● Source document:
........
Greek Cyprus will not quit the euro, vows president
NICOSIA - Agence France-Presse
Greek Cypriot President Nicos Anastasiades addresses a conference of civil servants in Nicosia March 29, 2013. Cyprus has no intention of leaving the European single currency, the island's president said on March 29, assuring Greek Cypriots the situation was "contained" in the wake of a tough bailout deal with the European Union. REUTERS photoPresident Nicos Anastasiades vowed on March 29 to keep Greek Cyprus in the euro but had harsh words for international lenders behind the huge bailout that saved the island from bankruptcy.
The central bank later lifted curbs on domestic credit card payments and said it would make daily efforts to relax the wider controls that it imposed to avert a bank run, the first of their kind in the eurozone.
The finance ministry announced on March 29 night that restrictive measures were being extended by five days, with a central bank spokeswoman clarifying that this meant through next week. "The week after, we will review the situation," said Aliki Stylianou.
Banks resumed normal trading hours on March 29 the day after they reopened peacefully following a nearly two-week shutdown as Greek Cyprus negotiated a 10-billion-euro ($13-billion) rescue package.
........
● About this exercise: Reproduce word for word the part of the article on Cyprus and the euro that begins at the words "The finance ministry" and stops after the words "said Aliki Stylianou.".

● Data to examine:
........
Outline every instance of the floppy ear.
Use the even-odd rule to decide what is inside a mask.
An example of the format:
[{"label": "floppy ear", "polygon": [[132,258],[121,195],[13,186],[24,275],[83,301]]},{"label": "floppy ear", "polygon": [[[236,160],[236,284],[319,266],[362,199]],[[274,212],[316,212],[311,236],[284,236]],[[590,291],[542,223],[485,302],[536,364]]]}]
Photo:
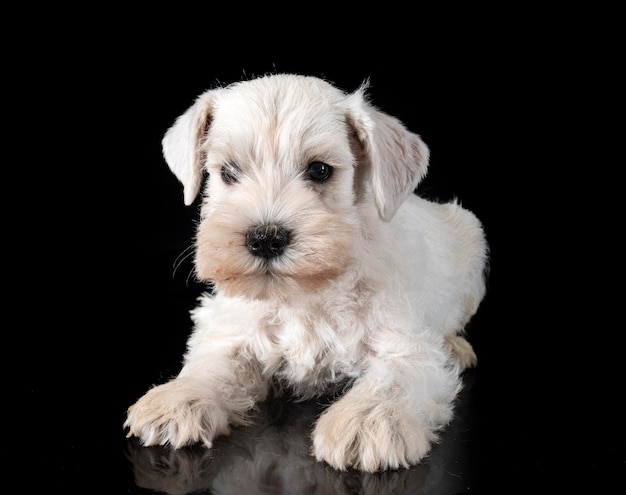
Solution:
........
● Solution for this exercise:
The finance ministry announced on March 29 night that restrictive measures were being extended by five days, with a central bank spokeswoman clarifying that this meant through next week. "The week after, we will review the situation," said Aliki Stylianou.